##### Dataset rows #####

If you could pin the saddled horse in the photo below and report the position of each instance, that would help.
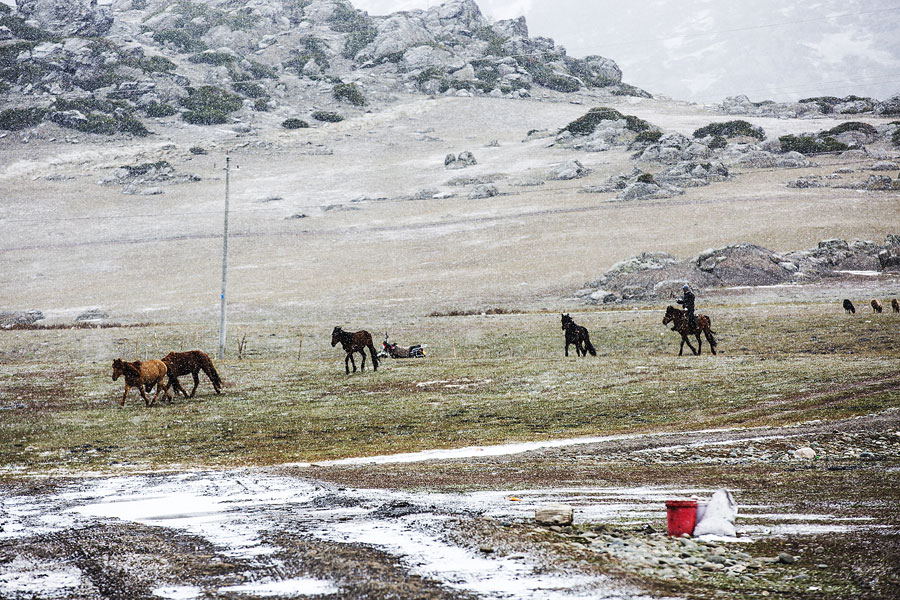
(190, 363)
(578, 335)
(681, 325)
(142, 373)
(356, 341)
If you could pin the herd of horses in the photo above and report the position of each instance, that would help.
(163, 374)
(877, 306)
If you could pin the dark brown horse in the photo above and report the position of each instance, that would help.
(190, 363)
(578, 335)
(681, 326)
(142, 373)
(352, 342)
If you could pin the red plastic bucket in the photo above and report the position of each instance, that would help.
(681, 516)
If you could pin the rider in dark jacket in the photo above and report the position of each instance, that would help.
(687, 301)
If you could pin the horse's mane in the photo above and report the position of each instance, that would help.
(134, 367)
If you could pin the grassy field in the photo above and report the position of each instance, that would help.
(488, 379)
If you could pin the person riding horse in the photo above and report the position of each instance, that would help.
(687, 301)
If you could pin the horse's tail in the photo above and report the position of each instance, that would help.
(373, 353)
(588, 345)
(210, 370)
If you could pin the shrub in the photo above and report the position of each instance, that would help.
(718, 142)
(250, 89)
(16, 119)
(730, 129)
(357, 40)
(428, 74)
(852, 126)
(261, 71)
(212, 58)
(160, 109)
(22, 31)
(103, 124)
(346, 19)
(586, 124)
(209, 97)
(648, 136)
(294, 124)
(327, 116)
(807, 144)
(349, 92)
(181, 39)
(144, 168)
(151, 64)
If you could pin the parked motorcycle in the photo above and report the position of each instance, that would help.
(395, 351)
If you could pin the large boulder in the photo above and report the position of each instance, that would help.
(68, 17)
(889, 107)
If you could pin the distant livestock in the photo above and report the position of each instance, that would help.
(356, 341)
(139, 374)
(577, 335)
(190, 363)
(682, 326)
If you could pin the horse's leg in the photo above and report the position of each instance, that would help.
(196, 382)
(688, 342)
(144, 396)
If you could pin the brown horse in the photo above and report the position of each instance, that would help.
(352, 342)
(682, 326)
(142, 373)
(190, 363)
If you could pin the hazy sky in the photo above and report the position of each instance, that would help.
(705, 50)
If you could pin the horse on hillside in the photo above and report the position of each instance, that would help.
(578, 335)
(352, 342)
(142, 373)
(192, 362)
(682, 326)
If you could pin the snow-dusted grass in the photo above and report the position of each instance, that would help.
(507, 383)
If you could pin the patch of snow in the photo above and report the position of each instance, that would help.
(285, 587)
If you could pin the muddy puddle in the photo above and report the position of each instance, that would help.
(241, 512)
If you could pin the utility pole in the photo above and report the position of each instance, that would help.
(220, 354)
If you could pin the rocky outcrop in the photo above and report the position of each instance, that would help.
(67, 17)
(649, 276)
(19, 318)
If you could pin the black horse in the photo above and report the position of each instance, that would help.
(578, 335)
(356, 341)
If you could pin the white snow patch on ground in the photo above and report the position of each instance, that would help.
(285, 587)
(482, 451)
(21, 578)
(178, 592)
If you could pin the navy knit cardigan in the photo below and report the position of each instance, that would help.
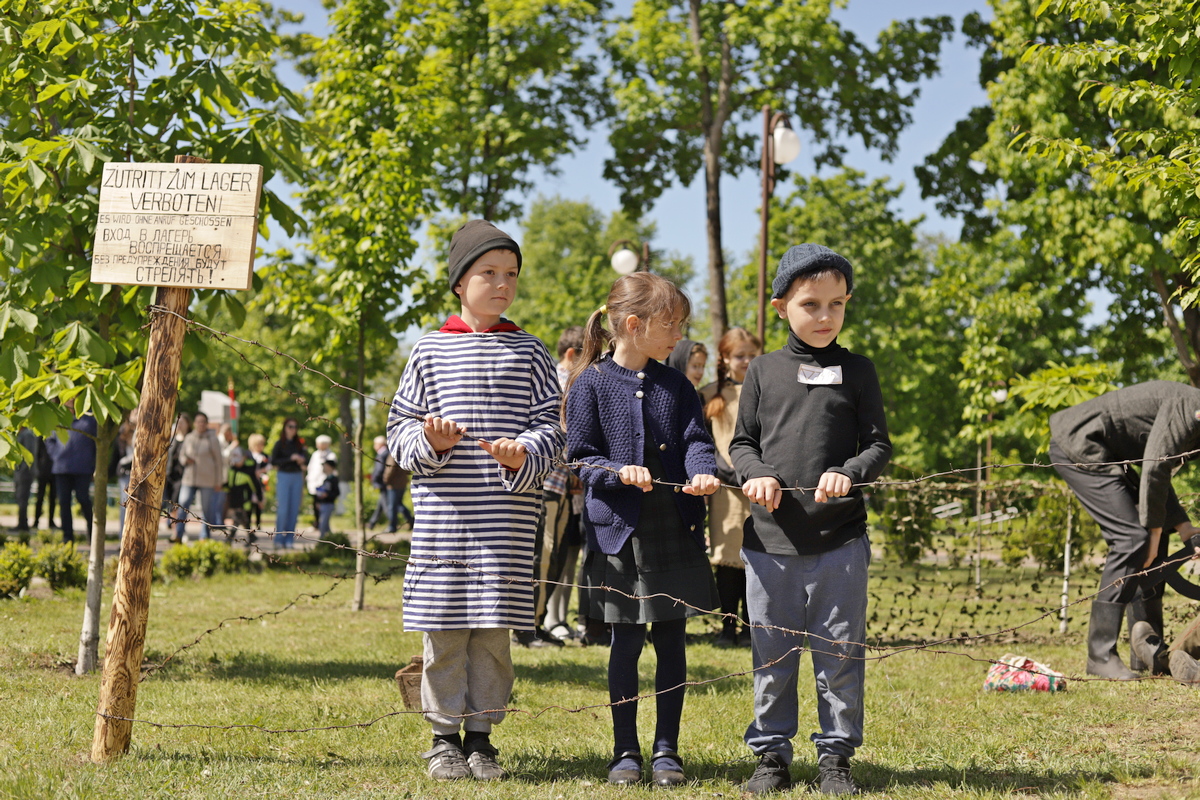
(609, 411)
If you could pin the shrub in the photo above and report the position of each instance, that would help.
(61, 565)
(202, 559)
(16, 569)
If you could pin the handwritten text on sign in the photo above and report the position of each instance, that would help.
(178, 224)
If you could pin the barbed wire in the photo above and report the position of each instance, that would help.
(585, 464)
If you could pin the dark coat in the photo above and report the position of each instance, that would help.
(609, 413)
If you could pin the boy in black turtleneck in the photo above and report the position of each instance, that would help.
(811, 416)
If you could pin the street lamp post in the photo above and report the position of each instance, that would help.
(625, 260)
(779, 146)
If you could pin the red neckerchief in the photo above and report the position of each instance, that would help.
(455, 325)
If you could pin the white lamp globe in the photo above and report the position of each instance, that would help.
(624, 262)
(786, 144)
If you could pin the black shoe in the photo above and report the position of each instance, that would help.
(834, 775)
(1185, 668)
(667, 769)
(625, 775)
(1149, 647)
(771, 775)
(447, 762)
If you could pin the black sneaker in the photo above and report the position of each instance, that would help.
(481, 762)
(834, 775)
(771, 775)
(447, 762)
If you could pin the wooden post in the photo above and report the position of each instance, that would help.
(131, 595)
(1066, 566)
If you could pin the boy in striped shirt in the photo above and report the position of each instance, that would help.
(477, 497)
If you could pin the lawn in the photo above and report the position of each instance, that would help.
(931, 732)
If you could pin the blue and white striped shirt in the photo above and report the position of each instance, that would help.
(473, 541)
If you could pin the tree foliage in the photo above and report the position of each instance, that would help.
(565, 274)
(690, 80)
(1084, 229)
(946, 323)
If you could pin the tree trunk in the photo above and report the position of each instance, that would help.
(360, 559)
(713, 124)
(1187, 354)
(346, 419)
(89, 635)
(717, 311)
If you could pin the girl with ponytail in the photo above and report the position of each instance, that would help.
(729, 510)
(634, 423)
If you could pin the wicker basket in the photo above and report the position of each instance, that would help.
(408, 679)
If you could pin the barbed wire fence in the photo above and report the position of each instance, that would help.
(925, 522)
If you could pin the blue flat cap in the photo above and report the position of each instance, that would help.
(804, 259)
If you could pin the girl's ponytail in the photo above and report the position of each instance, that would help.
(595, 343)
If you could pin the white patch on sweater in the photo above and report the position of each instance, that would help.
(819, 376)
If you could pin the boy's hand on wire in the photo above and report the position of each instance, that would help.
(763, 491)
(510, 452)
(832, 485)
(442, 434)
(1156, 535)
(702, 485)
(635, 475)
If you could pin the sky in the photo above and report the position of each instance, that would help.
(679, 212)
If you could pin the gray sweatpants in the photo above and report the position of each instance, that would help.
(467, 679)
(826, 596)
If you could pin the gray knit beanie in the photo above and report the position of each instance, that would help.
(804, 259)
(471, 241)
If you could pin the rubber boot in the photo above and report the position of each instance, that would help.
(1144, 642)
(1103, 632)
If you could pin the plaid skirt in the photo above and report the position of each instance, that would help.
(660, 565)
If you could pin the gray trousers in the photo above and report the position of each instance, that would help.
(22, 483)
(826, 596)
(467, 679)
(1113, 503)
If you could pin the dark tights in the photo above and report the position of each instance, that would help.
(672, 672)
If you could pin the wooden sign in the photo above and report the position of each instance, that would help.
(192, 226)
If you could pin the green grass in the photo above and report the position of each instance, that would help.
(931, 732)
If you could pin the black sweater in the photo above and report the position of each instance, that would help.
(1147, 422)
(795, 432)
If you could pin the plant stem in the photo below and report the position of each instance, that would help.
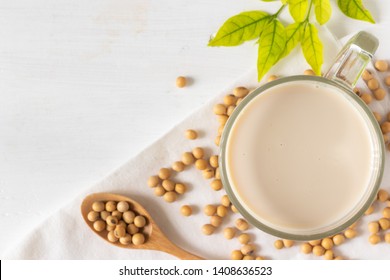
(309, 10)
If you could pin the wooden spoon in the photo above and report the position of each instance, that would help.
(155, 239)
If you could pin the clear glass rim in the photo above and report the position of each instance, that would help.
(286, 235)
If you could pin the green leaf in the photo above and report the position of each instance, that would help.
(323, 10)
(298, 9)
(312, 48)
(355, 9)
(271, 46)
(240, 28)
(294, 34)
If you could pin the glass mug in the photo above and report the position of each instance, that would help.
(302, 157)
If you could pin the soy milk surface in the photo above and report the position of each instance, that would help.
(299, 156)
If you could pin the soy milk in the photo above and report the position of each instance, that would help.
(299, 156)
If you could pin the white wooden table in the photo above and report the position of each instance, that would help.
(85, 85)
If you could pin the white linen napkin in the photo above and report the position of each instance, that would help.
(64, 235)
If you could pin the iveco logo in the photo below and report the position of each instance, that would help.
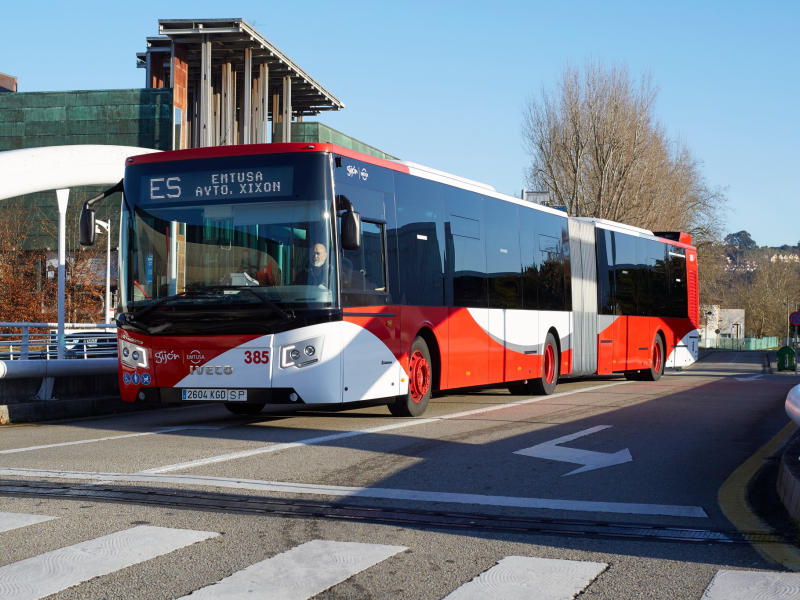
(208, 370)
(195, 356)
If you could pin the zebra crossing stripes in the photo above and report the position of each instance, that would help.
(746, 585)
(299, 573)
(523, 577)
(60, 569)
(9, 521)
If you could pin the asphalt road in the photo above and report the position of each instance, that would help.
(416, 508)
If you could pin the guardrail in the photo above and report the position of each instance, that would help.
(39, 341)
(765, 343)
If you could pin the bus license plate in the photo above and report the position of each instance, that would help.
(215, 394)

#####

Turn the listing into a numbered list, starting at the line that contains "If you could pin the clear" and running through the end of the listing, skipping blank lines. Leave the pictures out.

1. If you could pin the clear glass rim in the photo above and report the position of each instance, that would help.
2. (286, 235)
3. If you could pin the green leaf in the photo above and report the position of each instance, that would help.
4. (323, 10)
5. (298, 9)
6. (312, 48)
7. (355, 9)
8. (271, 46)
9. (240, 28)
10. (294, 34)
11. If you could pin the glass mug in the photo above and report the position of each instance, that would help.
12. (302, 157)
13. If you could pin the soy milk surface in the photo above and report the position of each instance, that would help.
14. (299, 156)
15. If you could pin the soy milk in the photo above and report the position of each instance, that would help.
16. (299, 156)
17. If you could pin the white wooden table in the photo above and report the position of each instance, that would help.
18. (85, 85)
19. If you could pin the white linen napkin in the photo above and report the position of each instance, that would help.
20. (64, 235)
21. If you could pin the iveco logo in the photo below and report the position of each instance, that would help.
22. (208, 370)
23. (195, 356)
24. If you could pin the zebra crossing stripes in the photo above and report the position of each instance, that would help.
25. (746, 585)
26. (299, 573)
27. (523, 577)
28. (60, 569)
29. (9, 521)
30. If you could pin the asphalt road in the photo above and report the position of each instance, that would help.
31. (416, 508)
32. If you could pin the guardrail in the photo above and report the position of each instance, that would help.
33. (39, 341)
34. (765, 343)
35. If you could pin the bus license plate in the photo above and report the position of each instance, that would help.
36. (215, 394)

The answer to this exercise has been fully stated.